**STATED EXERCISE 1**
Please transcribe the lines of the listing below, starting at the line that contains "the white dress" and ending with the last line of the listing.

[begin TEXT BLOCK]

Prof says science clear on climate change
Speakers give history of climate science, project future impacts to Yellowstone.
By Rebecca Huntington, Jackson Hole, Wyo.
September 29, 2010
Climate change science is not as unsettled as skeptics imply and doubts about global warming stem more from fear of regulation than from scientific uncertainty, professor and author Naomi Oreskes told an audience last week.
Oreskes made her comments to about 150 people, gathered Friday at the Greater Yellowstone Coalition’s 27th annual meeting in Jackson. The Bozeman, Mont., -based conservation group claims 8,000 dues-paying members.
Oreskes, a professor of history and science studies at the University of California, San Diego, started her presentation with science in the 1850s, when a physicist investigated heat-absorbing gases. She provided a brisk tour of science history to show how climate science is more established and certain than many people realize.
By the early 1900s, the Nobel Prize-winning scientist Svante Arrhenius suggested burning fossil fuels could warm the earth.
“Arrhenius was Swedish, so he thought global warming would be a good thing,” Oreskes said.
The conservation group chose this year to focus on how climate change will impact the Greater Yellowstone Ecosystem, one of the largest, nearly intact temperate ecosystems left on earth. The ecosystem covers 20 million acres, including two national parks, parts of six national forests, three national wildlife refuges, and state and private lands.
While Oreskes gave a history of climate science and campaigns designed to seed doubt about it, other presenters detailed what the latest and best climate data shows about how climate change could impact wildlife and watersheds in this region.
According to Oreskes, concerns about climate change more than four decades ago prompted the President’s Science Advisory Committee to request a report on the potential impacts of carbon dioxide-induced warming. President Lyndon Johnson saw the report and mentioned its findings to Congress that same year.
Said Johnson: “This generation has altered the composition of the atmosphere on a global scale through ... a steady increase in carbon dioxide from the burning of fossil fuels.”
Forecasts in that paper have proven true, she said, adding that the scientific surprise has been that climate change has been discernible earlier than expected.
“We knew,” she said. “We’ve known since 1965.”
With Erik Conway, Oreskes is co-author of the book, “Merchants of Doubt: How a Handful of Scientists Obscured the Truth on Issues from Tobacco Smoke to Global Warming.” Both during her talk and in her book, she details how a few scientists have led a campaign she calls “doubt mongering.”
“Why would scientists participate in this?” she asked.
The art of doubting science
According to Oreskes, a small group of physicists — Robert Jastrow, Frederick Seitz and William Nierenberg — formed the George C. Marshall Institute in 1984 to defend President Ronald Reagan’s Strategic Defense Initiative, also called Star Wars, from attacks from other scientists, especially the Union of Concerned Scientists. A 1987 article by Jastrow argued that in five years, the Soviet Union would overtake the United States, Oreskes said.

[end TEXT BLOCK]
[begin PROVIDED ENTRIES]

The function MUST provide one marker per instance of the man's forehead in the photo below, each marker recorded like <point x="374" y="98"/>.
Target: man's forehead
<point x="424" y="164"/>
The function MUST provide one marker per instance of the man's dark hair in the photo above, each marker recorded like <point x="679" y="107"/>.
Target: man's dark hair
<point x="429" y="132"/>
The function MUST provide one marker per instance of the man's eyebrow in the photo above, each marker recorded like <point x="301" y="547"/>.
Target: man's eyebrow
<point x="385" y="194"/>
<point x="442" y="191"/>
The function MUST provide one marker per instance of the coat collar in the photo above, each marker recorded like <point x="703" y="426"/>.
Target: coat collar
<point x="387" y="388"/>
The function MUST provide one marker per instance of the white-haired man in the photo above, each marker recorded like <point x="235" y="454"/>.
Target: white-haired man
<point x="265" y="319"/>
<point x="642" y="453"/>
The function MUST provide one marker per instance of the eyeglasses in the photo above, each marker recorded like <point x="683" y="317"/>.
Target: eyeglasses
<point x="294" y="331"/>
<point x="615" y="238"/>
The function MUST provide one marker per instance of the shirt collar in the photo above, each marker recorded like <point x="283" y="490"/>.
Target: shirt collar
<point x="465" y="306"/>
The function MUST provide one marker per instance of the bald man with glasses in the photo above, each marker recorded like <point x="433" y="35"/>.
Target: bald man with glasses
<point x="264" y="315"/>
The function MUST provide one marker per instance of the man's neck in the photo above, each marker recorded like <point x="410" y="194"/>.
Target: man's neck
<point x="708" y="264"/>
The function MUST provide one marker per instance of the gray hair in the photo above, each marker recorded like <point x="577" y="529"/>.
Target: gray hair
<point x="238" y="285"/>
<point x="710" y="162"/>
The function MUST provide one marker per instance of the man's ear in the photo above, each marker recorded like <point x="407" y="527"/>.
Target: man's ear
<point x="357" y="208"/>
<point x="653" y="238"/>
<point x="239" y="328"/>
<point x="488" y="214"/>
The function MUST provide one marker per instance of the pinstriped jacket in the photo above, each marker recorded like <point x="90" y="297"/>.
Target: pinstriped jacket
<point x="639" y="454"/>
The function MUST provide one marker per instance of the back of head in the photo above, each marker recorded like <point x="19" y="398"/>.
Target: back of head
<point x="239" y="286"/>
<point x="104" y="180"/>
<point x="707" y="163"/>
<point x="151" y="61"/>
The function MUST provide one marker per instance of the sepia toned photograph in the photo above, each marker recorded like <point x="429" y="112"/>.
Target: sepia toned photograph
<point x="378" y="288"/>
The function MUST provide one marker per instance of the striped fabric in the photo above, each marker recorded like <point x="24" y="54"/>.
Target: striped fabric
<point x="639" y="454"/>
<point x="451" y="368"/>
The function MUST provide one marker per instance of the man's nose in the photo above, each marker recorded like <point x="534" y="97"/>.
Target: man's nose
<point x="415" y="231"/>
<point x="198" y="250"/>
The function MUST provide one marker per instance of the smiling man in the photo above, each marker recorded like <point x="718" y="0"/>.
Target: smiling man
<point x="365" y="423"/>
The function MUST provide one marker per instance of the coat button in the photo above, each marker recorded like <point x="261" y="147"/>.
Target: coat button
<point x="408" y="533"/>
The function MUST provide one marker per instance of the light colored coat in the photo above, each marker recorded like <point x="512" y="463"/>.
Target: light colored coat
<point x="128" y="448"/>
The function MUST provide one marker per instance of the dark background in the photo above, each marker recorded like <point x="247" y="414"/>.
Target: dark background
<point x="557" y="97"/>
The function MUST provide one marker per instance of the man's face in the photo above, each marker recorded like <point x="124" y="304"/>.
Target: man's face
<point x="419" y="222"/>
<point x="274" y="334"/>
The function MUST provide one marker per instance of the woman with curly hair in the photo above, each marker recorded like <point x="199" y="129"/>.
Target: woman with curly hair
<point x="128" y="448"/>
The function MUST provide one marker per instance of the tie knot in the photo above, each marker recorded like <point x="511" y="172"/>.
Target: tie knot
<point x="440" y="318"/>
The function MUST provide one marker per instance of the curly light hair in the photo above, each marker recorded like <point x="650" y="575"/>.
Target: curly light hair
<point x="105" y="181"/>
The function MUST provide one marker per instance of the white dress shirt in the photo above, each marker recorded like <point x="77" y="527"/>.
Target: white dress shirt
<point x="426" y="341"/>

[end PROVIDED ENTRIES]

**STATED EXERCISE 2**
Reproduce word for word the passage of the climate science article above, starting at "Forecasts in that" and ending at "earlier than expected.".

**TASK ANSWER 1**
The function MUST provide one marker per instance of the white dress shirt in the photo above, each marker recorded like <point x="77" y="527"/>.
Target: white dress shirt
<point x="426" y="341"/>

**TASK ANSWER 2**
Forecasts in that paper have proven true, she said, adding that the scientific surprise has been that climate change has been discernible earlier than expected.